• **GIVEN PASSAGE**
______________________________
Homelessness 'Backlash' Isn't the Real Problem
Leftist policies that created a rash of homelessness get less focus than the "backlash."
Bad policy yields bad results, as we see time and again in Democrat-controlled California. The so-called Golden State is struggling with the overwhelming epidemic of homelessness in its largest cities. That problem is driven in part by rent control and voluminous other regulations that make housing unaffordable. It’s also driven by cultural breakdowns that lead to and include drug abuse. And The New York Times is on it.
“Homelessness [in California] is an expanding crisis that comes amid skyrocketing housing prices, a widening gap between the rich and poor and the persistent presence on city streets of the mentally ill and drug-dependent despite billions of dollars spent to help them,” the Times reports. Actually, that largely sums it up, with the exception of the mendacious class-warfare rhetoric. But the Times isn’t writing about the causes of homelessness. The paper’s story is titled, “As Homelessness Surges in California, So Does a Backlash.” That’s right — the story isn’t the homelessness but the “backlash.” It begins:
Insults like “financial parasites” and “bums” have been directed at them, not to mention rocks and pepper spray. Fences, potted plants and other barriers have been erected to keep them off sidewalks. Citizen patrols have been organized, vigilante style, to walk the streets and push them out.
______________________________
• **INFORMATION SHOWN**
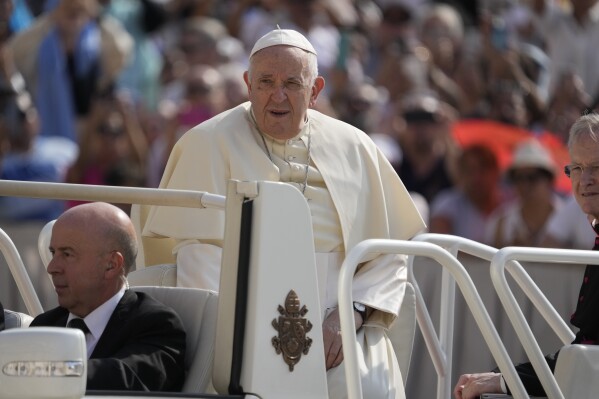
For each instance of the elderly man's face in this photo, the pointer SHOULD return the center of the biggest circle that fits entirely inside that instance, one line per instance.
(280, 90)
(78, 266)
(585, 152)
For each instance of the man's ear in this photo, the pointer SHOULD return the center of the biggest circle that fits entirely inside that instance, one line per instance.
(114, 266)
(316, 89)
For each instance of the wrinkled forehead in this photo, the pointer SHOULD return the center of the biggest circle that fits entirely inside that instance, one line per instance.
(280, 61)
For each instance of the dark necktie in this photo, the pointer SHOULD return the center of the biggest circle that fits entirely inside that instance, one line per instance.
(78, 323)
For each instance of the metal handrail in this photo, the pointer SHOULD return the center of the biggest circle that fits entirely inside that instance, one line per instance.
(379, 246)
(505, 259)
(440, 347)
(82, 192)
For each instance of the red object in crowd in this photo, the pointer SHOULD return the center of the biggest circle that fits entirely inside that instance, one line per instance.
(502, 138)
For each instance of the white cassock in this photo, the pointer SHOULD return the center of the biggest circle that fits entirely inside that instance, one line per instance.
(353, 193)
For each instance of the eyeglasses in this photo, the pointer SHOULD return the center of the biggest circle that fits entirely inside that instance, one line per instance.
(575, 170)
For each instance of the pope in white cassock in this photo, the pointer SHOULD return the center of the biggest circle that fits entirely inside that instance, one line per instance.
(352, 191)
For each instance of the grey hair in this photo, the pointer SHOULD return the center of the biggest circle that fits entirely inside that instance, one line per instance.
(585, 125)
(312, 66)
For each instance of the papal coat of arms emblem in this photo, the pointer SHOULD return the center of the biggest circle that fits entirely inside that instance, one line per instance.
(292, 326)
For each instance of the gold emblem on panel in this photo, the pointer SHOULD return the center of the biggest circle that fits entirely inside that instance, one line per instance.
(292, 326)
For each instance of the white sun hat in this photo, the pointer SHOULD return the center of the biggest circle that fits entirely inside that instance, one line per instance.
(532, 154)
(284, 37)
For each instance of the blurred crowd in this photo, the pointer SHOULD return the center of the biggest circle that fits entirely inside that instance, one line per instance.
(471, 101)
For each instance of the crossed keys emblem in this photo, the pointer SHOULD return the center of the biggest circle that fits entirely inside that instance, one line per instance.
(292, 341)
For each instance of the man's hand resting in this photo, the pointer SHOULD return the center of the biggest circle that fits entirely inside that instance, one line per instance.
(331, 334)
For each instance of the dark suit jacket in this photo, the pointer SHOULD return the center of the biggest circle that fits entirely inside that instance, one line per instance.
(141, 349)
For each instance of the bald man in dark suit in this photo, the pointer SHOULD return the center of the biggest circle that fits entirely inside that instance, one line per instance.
(133, 341)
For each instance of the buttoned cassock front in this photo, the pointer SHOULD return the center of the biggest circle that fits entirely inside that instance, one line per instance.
(369, 197)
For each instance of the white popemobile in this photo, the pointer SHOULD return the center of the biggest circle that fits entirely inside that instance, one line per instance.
(259, 340)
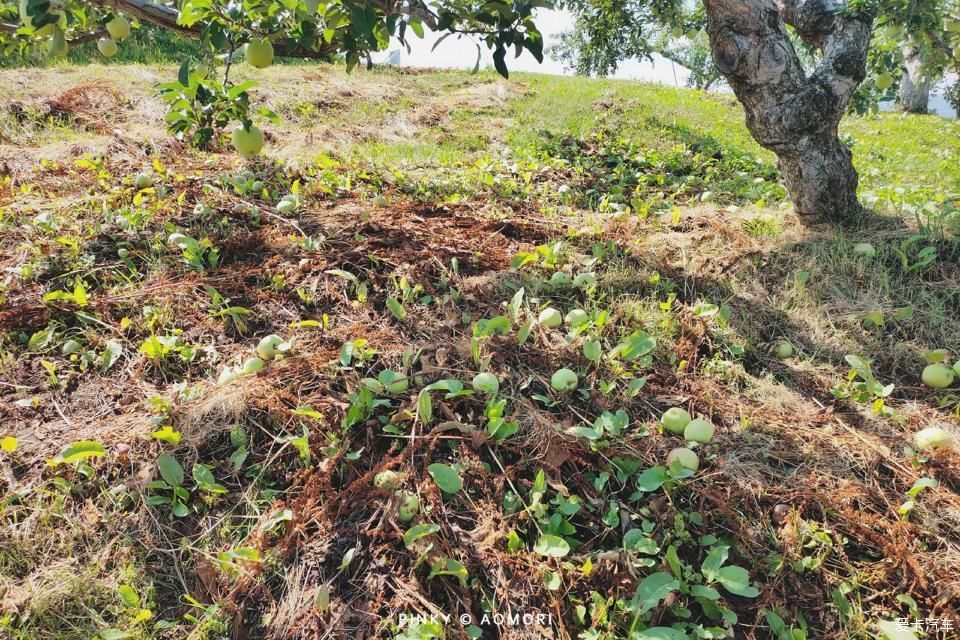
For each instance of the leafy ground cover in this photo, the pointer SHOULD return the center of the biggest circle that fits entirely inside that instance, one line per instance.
(405, 233)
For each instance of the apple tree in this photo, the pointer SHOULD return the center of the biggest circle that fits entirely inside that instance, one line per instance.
(791, 108)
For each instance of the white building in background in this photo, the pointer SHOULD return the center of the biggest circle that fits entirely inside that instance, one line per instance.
(454, 53)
______________________________
• **EXERCISE REQUIREMENTS**
[A] In the homelessness article, what title does The New York Times give its story?
[B] Extend the homelessness article beyond its last sentence.
The data above is separate from the homelessness article.

• **ANSWER SECTION**
[A] "As Homelessness Surges in California, So Does a Backlash."

[B]
California may pride itself on its commitment to tolerance and liberal values, but across the state, record levels of homelessness have spurred a backlash against those who live on the streets.
The story quotes a property developer as saying, “Some people who I’d put in the fed-up category, they’re not bad people. They would describe themselves as left of center, and sometimes very left of center, but at some point they reach the breaking point.” Leftist tolerance at its finest.
To be sure, contempt for fellow human beings is wrong and unhelpful, especially when it turns to physical assaults, and to that extent it’s a story. But the root story is the leftist policies that exacerbate homelessness, and then the drug-addicted and/or mentally ill homeless population that causes a rise in crime and a breakdown in public sanitation resulting in the return of medieval diseases. Of course, Hot Air’s John Sexton is exactly right to argue, “The rule for progressive outlets is always the same: If the story helps Democrats then it’s a story. If the story might help Republicans then the reaction to the story is the story.”
A couple of final thoughts: First, the state of California has thrown exorbitant amounts of taxpayer money at the problem of homelessness, though not surprisingly without great results. That’s because most of that money is diverted elsewhere. But hey, you can trust the government to redistribute your wealth efficiently and compassionately.